■ **Record list**:
● ● ● ● ● ● ●
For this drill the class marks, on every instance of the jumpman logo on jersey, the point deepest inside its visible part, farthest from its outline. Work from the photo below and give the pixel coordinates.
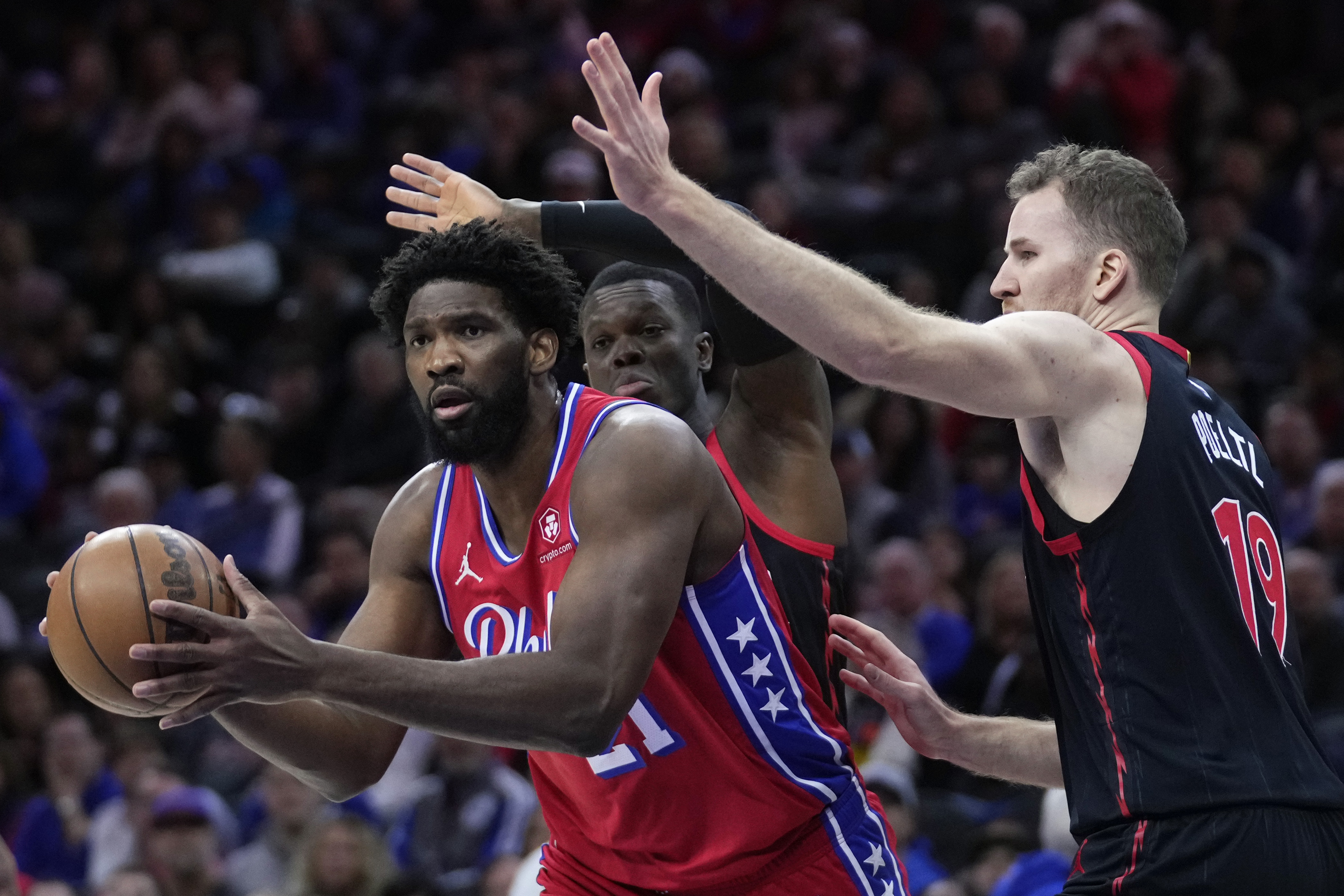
(467, 567)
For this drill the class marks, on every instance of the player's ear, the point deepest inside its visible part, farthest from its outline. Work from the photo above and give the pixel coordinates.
(705, 352)
(1109, 275)
(544, 350)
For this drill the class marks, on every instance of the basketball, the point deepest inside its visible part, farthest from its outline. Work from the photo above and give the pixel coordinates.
(100, 606)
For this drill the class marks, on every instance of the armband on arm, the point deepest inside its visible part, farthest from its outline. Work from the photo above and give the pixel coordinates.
(611, 228)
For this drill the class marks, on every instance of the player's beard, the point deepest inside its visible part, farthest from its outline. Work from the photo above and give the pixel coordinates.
(488, 433)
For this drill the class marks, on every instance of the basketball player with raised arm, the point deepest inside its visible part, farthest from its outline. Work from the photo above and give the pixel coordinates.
(589, 561)
(1155, 569)
(643, 336)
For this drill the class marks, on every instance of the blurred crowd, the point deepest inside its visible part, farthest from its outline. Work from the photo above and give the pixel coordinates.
(191, 218)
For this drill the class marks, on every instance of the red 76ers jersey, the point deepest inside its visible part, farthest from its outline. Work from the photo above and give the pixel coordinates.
(730, 750)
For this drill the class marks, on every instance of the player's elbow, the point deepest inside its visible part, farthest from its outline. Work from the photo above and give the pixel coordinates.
(875, 358)
(593, 721)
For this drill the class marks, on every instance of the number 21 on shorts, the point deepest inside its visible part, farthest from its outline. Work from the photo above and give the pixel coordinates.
(1255, 545)
(658, 739)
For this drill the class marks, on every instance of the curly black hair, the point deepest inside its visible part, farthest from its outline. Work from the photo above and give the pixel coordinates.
(539, 291)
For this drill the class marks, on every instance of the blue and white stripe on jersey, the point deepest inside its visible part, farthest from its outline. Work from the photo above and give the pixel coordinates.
(436, 543)
(562, 438)
(494, 541)
(756, 673)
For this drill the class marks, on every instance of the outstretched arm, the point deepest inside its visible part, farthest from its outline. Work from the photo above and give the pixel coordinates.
(1019, 750)
(617, 601)
(1021, 366)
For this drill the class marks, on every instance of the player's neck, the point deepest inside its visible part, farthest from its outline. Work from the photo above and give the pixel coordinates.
(699, 416)
(515, 486)
(1132, 315)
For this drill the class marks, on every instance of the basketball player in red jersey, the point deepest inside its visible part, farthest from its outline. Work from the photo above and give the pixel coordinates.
(643, 336)
(587, 558)
(1155, 573)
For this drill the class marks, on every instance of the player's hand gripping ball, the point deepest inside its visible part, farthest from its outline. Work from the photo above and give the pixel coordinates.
(100, 606)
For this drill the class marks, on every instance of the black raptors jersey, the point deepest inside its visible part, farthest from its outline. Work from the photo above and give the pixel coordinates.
(1171, 656)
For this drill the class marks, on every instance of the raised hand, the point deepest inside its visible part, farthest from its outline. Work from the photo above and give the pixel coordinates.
(636, 138)
(263, 659)
(445, 197)
(894, 680)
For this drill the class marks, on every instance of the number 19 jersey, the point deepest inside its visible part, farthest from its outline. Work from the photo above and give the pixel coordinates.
(1164, 625)
(729, 757)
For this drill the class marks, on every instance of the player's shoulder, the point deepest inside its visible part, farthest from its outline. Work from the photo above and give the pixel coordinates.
(646, 438)
(413, 506)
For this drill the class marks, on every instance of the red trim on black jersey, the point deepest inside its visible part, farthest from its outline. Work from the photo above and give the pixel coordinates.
(1121, 766)
(1167, 342)
(1060, 547)
(1145, 370)
(756, 515)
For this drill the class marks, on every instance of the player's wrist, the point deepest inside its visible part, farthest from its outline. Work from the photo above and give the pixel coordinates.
(523, 217)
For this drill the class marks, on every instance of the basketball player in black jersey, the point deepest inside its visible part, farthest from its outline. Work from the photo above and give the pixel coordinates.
(643, 336)
(1155, 567)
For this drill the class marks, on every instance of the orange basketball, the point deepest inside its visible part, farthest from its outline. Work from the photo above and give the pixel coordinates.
(100, 606)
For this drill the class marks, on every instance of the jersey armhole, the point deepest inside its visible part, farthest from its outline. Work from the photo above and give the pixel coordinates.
(1145, 370)
(755, 514)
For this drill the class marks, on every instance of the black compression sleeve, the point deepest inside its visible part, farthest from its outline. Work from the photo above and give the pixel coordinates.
(611, 228)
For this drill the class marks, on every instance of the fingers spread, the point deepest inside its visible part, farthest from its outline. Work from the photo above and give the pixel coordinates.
(410, 198)
(199, 708)
(183, 653)
(242, 586)
(861, 684)
(181, 683)
(420, 182)
(423, 224)
(592, 133)
(432, 167)
(212, 624)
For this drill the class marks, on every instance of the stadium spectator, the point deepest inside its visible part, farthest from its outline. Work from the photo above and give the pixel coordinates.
(117, 829)
(226, 266)
(1314, 601)
(229, 108)
(26, 710)
(342, 858)
(336, 587)
(253, 514)
(910, 461)
(23, 469)
(467, 833)
(53, 840)
(148, 406)
(900, 605)
(315, 103)
(45, 166)
(1003, 672)
(1295, 451)
(130, 882)
(1327, 535)
(292, 809)
(123, 496)
(183, 847)
(160, 93)
(378, 441)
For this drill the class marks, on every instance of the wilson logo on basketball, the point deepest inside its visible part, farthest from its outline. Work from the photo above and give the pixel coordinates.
(550, 524)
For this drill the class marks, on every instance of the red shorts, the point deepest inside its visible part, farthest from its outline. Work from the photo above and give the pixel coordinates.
(831, 859)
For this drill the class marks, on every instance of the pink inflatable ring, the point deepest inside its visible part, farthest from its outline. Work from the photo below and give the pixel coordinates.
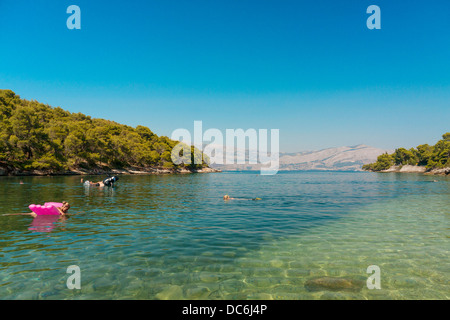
(45, 210)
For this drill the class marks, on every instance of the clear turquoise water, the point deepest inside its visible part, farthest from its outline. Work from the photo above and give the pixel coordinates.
(173, 237)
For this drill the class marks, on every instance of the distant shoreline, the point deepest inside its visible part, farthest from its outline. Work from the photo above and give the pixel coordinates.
(125, 171)
(416, 169)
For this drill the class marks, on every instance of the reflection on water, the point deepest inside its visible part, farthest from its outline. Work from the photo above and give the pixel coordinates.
(173, 237)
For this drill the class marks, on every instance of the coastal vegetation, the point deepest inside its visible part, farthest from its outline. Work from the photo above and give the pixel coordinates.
(36, 136)
(431, 157)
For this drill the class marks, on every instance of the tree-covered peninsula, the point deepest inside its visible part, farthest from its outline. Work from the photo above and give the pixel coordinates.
(431, 158)
(36, 137)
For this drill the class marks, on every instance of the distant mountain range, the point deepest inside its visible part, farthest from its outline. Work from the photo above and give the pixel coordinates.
(339, 159)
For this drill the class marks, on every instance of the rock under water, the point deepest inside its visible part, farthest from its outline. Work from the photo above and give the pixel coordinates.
(334, 284)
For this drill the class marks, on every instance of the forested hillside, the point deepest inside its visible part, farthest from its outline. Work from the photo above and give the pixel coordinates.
(37, 136)
(432, 157)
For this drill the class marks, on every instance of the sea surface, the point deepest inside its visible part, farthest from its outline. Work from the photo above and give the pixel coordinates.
(174, 237)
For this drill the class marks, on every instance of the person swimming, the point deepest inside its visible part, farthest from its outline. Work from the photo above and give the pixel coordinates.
(108, 182)
(227, 197)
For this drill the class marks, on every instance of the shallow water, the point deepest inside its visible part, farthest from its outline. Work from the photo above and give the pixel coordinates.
(173, 237)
● ● ● ● ● ● ●
■ **Aim of the exercise**: Reproduce verbatim the data lines between the one holding "player's neck, the" and the one holding "(1155, 573)", inclusive.

■ **Finished answer**:
For this drill the class marks, on every instance of the player's neck, the point deepest inside its visible part, farthest from its outline. Work from the photo above and give the pixel coordinates.
(699, 416)
(515, 486)
(1132, 315)
For this drill the class marks, on every instance of the basketball player in red jersey, the point deepest inside its visible part, farthest from its outline. Work from the photo above and give the pixel coordinates.
(643, 336)
(587, 558)
(1155, 573)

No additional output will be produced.